- **Task prompt**: Until the last line is reached, keep transcribing the material exactly.

*** Begin section ***

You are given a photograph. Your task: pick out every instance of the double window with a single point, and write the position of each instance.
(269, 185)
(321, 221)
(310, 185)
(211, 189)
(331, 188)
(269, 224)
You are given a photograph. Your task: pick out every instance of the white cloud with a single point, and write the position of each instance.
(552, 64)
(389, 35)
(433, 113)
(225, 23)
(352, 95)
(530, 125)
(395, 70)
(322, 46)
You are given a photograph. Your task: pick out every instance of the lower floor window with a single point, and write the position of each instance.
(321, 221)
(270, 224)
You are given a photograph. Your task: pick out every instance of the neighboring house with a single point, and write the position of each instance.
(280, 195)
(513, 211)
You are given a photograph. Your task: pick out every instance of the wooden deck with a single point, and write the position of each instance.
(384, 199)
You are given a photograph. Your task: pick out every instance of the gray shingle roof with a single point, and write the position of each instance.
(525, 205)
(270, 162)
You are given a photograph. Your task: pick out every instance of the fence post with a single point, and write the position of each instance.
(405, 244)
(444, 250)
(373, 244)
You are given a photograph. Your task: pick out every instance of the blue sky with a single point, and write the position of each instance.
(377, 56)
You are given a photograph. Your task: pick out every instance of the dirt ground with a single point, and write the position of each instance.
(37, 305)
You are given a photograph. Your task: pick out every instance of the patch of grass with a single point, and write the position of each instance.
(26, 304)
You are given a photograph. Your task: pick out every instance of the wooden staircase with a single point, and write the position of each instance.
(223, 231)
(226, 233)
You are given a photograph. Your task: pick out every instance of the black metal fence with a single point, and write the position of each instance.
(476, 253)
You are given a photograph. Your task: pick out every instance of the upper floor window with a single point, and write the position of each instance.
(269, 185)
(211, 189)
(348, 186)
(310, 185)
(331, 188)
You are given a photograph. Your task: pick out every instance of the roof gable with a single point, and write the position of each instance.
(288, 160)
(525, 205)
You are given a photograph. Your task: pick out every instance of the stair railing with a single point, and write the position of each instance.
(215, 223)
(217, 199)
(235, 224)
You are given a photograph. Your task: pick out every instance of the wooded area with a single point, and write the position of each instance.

*** End section ***

- **Answer to this exercise**:
You are given a photograph. Your task: pick out every instance of the double window with a single point, and write the position of each instance.
(269, 185)
(321, 221)
(310, 185)
(211, 189)
(331, 188)
(269, 224)
You are given a photograph. Your task: pick out every instance of the white cloud with a single point, and write the position of each instance.
(552, 64)
(389, 35)
(433, 113)
(225, 23)
(352, 95)
(530, 125)
(395, 70)
(322, 46)
You are given a photograph. Your task: pick out every instance of the lower floor window with a single point, and write the position of each instance.
(321, 221)
(270, 224)
You are given a photograph. Your task: pick out every instance of the neighboring house with a single point, and write the position of each instance.
(280, 195)
(513, 211)
You are given a photograph. Your task: pick out every instance of the wooden deck with a single point, and write the position of each instance.
(384, 199)
You are given a photograph. Your task: pick out every instance of the gray shingle roof with a single point, and write the position of each instance.
(525, 205)
(270, 162)
You are given a photograph. Your task: pick out every instance of the fence post with a single point, and write the position of each instance.
(405, 244)
(444, 250)
(373, 244)
You are given a photograph. Your task: pick out every instance of the blue sky with a single point, and write the position of each instance.
(377, 56)
You are given a photograph. Your task: pick out every instance of the dirt ground with a single point, and write the position of each instance.
(37, 305)
You are given a photograph. Your task: pick out every instance of the patch of grass with a single point, and write the position of each instance.
(26, 304)
You are given a photograph. Your task: pick out every instance of the wooden staircase with a single point, and write the position of each instance.
(223, 231)
(226, 233)
You are given a photograph. Your task: pick out every instance of the black metal fence with a single point, and write the position of each instance.
(476, 253)
You are given a photograph. Your task: pick out every instance of the upper floor window with a single point, and write the position of each instance.
(269, 185)
(211, 189)
(348, 186)
(310, 185)
(331, 188)
You are given a photograph. Your task: pick out every instance of the roof gable with a single point, and write the position of each instance.
(288, 160)
(525, 205)
You are given a photograph. Your task: pick out every instance of the stair railing with a single point, and write the position of each instance.
(215, 223)
(217, 199)
(235, 224)
You are given a photograph. Your task: pick out every instance of the wooded area with a single point, and write the position of each instance.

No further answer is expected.